------ TEXTAUSSCHNITT

Meine Welt nach den Übergriffen in der Kölner Silvester-Nacht.
Erst jetzt, ein Vierteljahr danach kann und will ich darüber schreiben. Ich kann jetzt darüber schreiben, weil ich meine Gedanken erst ordnen musste, was nicht einfach war. Für mich ist es immer noch nicht vorstellbar, warum man vor Krieg in seiner Heimat flüchtet und gleichzeitig in dem Land wo man mit offenen Armen empfangen wird, selber Gewalt ausübt. Ich war, wie jeder andere glaube ich auch, total geschockt und gerade für uns jugendliche Frauen war dieser Vorfall schon sehr angstfördernd. Oft denke ich daran zurück und hoffe, dass ich so was niemals selbst erfahren muss.
Um das ganze besser einzuordnen, stellte ich mir erst mal diese Fragen.
Was war passiert in der Kölner Silvester-Nacht?
Etwa 1.000 Männer umzingeln und belästigen Frauen und Mädchen. Bis jetzt sind über 1.000 Anzeigen erstattet worden und das nur in Köln.
Was hat die Polizei seitdem gemacht?
Die Kölner Polizei hat im Januar die Ermittlungskommission „Neujahr“ gegründet. Hier arbeiten seitdem 120 Polizeibeamte und ermitteln, um die Täter zu finden. Laut Focus.de wurden bis jetzt aber nur 73 Beschuldigte ermittelt und 15 sitzen in U-Haft. Nach Angaben von Zeugen sollen die Täter damals nordafrikanischer oder arabischer Herkunft gewesen sein, wie auch bei Focus.de berichtet wurde.
Wie hat die Politik darauf reagiert?
Es wurde gesagt, wie zum Beispiel von Ole Schröder (CDU), dass es für ausländische Straftäter keine Zukunft in Deutschland gibt. Es werde nicht geduldet, wenn Flüchtlinge Frauen ungleich behandeln, auch wenn dies mit Religion begründet wird.

------------

### ZIEL 1
Gib den Textausschnitt von „Etwa 1.000 Männer“ bis einschließlich „Religion begründet wird.“ wortgetreu wieder.
### ZIEL 2
Übersetze den Satz „Die Kölner Polizei hat im Januar die Ermittlungskommission „Neujahr“ gegründet.“ aus dem Textausschnitt ins Englische.
### ZIEL 3
Wie viele Polizeibeamte ermitteln laut dem Textausschnitt in der Ermittlungskommission „Neujahr“?

------ GESPEICHERTE DATEN

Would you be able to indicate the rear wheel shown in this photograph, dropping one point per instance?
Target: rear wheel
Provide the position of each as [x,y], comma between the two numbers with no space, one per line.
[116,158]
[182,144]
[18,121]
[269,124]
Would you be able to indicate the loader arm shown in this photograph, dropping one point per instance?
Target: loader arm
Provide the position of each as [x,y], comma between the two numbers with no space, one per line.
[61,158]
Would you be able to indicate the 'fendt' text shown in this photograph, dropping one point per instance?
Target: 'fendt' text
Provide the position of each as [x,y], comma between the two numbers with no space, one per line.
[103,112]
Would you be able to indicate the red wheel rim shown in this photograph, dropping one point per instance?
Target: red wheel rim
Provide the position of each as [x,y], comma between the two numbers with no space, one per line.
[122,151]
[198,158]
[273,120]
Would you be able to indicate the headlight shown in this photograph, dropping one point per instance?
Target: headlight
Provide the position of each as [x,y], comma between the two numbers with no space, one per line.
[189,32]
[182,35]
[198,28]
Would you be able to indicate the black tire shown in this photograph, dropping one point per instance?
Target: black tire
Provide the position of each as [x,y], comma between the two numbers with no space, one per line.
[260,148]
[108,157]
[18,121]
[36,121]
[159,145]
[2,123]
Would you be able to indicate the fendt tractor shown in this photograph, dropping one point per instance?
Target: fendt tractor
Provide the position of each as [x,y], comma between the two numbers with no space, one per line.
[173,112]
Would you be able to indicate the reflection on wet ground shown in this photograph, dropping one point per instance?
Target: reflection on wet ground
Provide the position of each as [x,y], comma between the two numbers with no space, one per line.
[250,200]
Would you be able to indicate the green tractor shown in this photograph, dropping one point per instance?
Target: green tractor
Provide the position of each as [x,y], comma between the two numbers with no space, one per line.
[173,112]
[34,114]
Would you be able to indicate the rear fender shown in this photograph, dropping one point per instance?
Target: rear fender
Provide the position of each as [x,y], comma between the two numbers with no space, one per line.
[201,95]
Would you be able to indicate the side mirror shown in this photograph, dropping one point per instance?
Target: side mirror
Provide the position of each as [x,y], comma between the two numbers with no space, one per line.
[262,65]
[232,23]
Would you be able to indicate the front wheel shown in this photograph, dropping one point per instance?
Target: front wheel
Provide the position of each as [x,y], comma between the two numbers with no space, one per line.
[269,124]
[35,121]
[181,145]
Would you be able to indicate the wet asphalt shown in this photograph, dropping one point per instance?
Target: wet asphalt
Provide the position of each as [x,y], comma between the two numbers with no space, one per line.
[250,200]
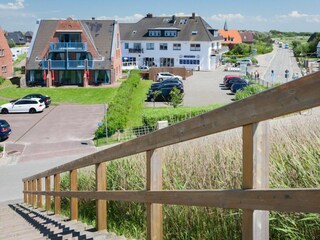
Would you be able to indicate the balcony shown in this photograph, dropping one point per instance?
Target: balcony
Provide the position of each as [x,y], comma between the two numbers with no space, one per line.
[67,64]
[70,46]
[135,50]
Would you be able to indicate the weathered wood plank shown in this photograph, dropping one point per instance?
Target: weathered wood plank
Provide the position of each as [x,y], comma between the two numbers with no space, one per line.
[284,200]
[39,196]
[74,200]
[48,198]
[291,97]
[57,199]
[255,223]
[101,205]
[154,183]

------------

### LÖSUNG 1
Etwa 1.000 Männer umzingeln und belästigen Frauen und Mädchen. Bis jetzt sind über 1.000 Anzeigen erstattet worden und das nur in Köln.
Was hat die Polizei seitdem gemacht?
Die Kölner Polizei hat im Januar die Ermittlungskommission „Neujahr“ gegründet. Hier arbeiten seitdem 120 Polizeibeamte und ermitteln, um die Täter zu finden. Laut Focus.de wurden bis jetzt aber nur 73 Beschuldigte ermittelt und 15 sitzen in U-Haft. Nach Angaben von Zeugen sollen die Täter damals nordafrikanischer oder arabischer Herkunft gewesen sein, wie auch bei Focus.de berichtet wurde.
Wie hat die Politik darauf reagiert?
Es wurde gesagt, wie zum Beispiel von Ole Schröder (CDU), dass es für ausländische Straftäter keine Zukunft in Deutschland gibt. Es werde nicht geduldet, wenn Flüchtlinge Frauen ungleich behandeln, auch wenn dies mit Religion begründet wird.

### LÖSUNG 2
In January, the Cologne police set up the investigative commission "Neujahr."

### LÖSUNG 3
In der Ermittlungskommission „Neujahr“ ermitteln 120 Polizeibeamte.